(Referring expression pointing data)
========================

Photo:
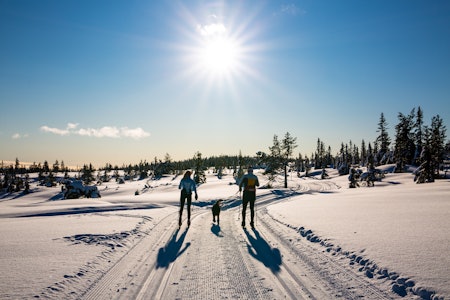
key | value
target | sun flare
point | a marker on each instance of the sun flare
(217, 51)
(219, 55)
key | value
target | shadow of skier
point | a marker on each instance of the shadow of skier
(261, 250)
(216, 230)
(170, 252)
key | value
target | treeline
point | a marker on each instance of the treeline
(414, 143)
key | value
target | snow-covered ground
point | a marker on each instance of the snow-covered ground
(388, 239)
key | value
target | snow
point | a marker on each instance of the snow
(53, 248)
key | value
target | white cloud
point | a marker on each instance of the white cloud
(55, 130)
(136, 133)
(105, 131)
(17, 136)
(292, 9)
(72, 125)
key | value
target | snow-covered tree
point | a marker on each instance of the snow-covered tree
(404, 140)
(383, 140)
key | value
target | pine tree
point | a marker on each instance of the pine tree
(383, 140)
(437, 143)
(287, 147)
(404, 140)
(418, 135)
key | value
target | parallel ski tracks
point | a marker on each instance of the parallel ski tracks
(229, 266)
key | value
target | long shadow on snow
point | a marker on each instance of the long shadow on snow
(169, 253)
(261, 250)
(215, 228)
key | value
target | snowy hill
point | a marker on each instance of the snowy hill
(316, 239)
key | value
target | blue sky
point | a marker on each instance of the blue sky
(124, 81)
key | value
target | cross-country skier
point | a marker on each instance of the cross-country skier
(249, 182)
(187, 186)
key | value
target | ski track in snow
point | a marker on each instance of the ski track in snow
(207, 261)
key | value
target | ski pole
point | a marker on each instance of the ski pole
(239, 211)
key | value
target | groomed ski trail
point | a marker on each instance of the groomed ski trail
(208, 261)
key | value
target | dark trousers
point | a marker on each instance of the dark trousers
(183, 198)
(248, 197)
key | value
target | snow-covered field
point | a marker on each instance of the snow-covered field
(389, 239)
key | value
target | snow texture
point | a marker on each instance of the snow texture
(317, 239)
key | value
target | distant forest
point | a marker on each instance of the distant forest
(414, 144)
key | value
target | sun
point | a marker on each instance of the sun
(219, 55)
(218, 52)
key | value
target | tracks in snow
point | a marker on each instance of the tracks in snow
(207, 261)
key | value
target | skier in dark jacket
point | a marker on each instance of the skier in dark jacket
(187, 186)
(249, 182)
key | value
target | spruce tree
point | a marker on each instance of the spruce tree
(404, 141)
(383, 140)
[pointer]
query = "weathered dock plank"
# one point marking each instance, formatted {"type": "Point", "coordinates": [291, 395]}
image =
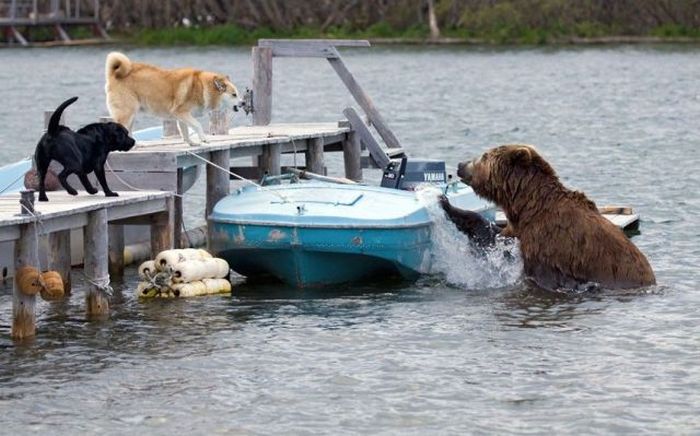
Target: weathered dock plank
{"type": "Point", "coordinates": [63, 213]}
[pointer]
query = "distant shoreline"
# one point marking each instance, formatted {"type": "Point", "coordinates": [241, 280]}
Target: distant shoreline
{"type": "Point", "coordinates": [227, 35]}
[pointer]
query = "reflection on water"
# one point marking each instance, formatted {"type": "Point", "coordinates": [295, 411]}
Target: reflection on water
{"type": "Point", "coordinates": [458, 352]}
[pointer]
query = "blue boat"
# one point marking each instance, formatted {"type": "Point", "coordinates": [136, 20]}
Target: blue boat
{"type": "Point", "coordinates": [317, 233]}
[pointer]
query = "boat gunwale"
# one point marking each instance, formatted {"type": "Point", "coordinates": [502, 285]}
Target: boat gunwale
{"type": "Point", "coordinates": [218, 218]}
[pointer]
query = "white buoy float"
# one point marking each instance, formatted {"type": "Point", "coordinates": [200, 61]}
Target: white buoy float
{"type": "Point", "coordinates": [183, 273]}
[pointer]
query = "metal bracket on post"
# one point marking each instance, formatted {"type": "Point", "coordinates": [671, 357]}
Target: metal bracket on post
{"type": "Point", "coordinates": [246, 102]}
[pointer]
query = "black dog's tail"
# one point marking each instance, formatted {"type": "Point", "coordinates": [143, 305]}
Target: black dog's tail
{"type": "Point", "coordinates": [56, 116]}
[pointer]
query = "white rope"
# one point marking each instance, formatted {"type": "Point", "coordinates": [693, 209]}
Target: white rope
{"type": "Point", "coordinates": [129, 185]}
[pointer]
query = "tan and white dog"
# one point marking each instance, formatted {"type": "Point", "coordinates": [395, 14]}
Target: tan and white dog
{"type": "Point", "coordinates": [131, 86]}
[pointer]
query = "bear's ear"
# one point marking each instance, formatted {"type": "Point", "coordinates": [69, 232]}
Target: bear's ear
{"type": "Point", "coordinates": [521, 156]}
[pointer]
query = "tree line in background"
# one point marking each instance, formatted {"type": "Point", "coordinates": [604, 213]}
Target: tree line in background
{"type": "Point", "coordinates": [497, 20]}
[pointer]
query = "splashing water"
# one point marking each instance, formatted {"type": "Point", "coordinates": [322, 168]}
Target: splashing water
{"type": "Point", "coordinates": [459, 260]}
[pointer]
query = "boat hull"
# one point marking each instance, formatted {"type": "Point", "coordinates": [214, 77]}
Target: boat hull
{"type": "Point", "coordinates": [317, 257]}
{"type": "Point", "coordinates": [319, 234]}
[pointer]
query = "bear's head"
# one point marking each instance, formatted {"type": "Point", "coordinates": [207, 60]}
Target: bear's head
{"type": "Point", "coordinates": [503, 173]}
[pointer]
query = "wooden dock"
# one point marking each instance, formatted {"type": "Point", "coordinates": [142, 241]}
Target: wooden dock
{"type": "Point", "coordinates": [161, 163]}
{"type": "Point", "coordinates": [100, 218]}
{"type": "Point", "coordinates": [150, 178]}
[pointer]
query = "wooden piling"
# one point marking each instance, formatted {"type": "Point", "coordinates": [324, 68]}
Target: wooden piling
{"type": "Point", "coordinates": [262, 86]}
{"type": "Point", "coordinates": [162, 230]}
{"type": "Point", "coordinates": [218, 184]}
{"type": "Point", "coordinates": [59, 256]}
{"type": "Point", "coordinates": [271, 159]}
{"type": "Point", "coordinates": [217, 180]}
{"type": "Point", "coordinates": [352, 151]}
{"type": "Point", "coordinates": [314, 156]}
{"type": "Point", "coordinates": [177, 211]}
{"type": "Point", "coordinates": [96, 264]}
{"type": "Point", "coordinates": [116, 250]}
{"type": "Point", "coordinates": [23, 314]}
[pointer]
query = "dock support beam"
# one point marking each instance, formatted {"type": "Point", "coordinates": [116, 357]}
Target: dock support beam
{"type": "Point", "coordinates": [352, 151]}
{"type": "Point", "coordinates": [218, 184]}
{"type": "Point", "coordinates": [116, 250]}
{"type": "Point", "coordinates": [262, 86]}
{"type": "Point", "coordinates": [162, 230]}
{"type": "Point", "coordinates": [314, 156]}
{"type": "Point", "coordinates": [59, 256]}
{"type": "Point", "coordinates": [177, 211]}
{"type": "Point", "coordinates": [23, 315]}
{"type": "Point", "coordinates": [95, 246]}
{"type": "Point", "coordinates": [271, 159]}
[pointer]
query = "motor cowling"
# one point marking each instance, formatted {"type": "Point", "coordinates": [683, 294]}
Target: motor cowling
{"type": "Point", "coordinates": [406, 174]}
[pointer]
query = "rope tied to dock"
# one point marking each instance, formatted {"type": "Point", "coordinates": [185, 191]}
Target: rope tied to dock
{"type": "Point", "coordinates": [239, 177]}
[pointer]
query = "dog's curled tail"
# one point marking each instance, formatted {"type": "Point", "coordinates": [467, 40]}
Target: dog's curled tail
{"type": "Point", "coordinates": [117, 65]}
{"type": "Point", "coordinates": [55, 120]}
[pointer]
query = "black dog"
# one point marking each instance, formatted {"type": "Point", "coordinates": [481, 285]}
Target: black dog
{"type": "Point", "coordinates": [80, 152]}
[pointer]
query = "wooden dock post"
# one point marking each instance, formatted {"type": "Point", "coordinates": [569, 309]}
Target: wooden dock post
{"type": "Point", "coordinates": [116, 250]}
{"type": "Point", "coordinates": [95, 246]}
{"type": "Point", "coordinates": [262, 106]}
{"type": "Point", "coordinates": [116, 237]}
{"type": "Point", "coordinates": [352, 151]}
{"type": "Point", "coordinates": [23, 315]}
{"type": "Point", "coordinates": [162, 229]}
{"type": "Point", "coordinates": [314, 156]}
{"type": "Point", "coordinates": [59, 256]}
{"type": "Point", "coordinates": [218, 184]}
{"type": "Point", "coordinates": [271, 159]}
{"type": "Point", "coordinates": [262, 86]}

========================

Please take the lines from the beginning of the data above through the line holding "target | pine tree" and transcribe them exactly, without any pictures.

> _TASK SOLUTION_
Photo:
key | value
target | sun flare
point | a marker on each instance of the sun flare
(217, 51)
(219, 55)
key | value
target | shadow of skier
point | a marker on each instance of the shadow of skier
(261, 250)
(216, 230)
(170, 252)
key | value
target | treeline
point | a marker on each instance of the treeline
(414, 143)
key | value
target | snow-covered ground
point | a marker on each instance of the snow-covered ground
(388, 239)
key | value
target | snow
point | a marker on each instance of the snow
(53, 248)
key | value
target | white cloud
point | a marker on each instance of the white cloud
(55, 130)
(136, 133)
(105, 131)
(17, 136)
(292, 9)
(72, 125)
key | value
target | snow-covered tree
point | a marker on each instance of the snow-covered tree
(404, 140)
(383, 140)
key | value
target | pine tree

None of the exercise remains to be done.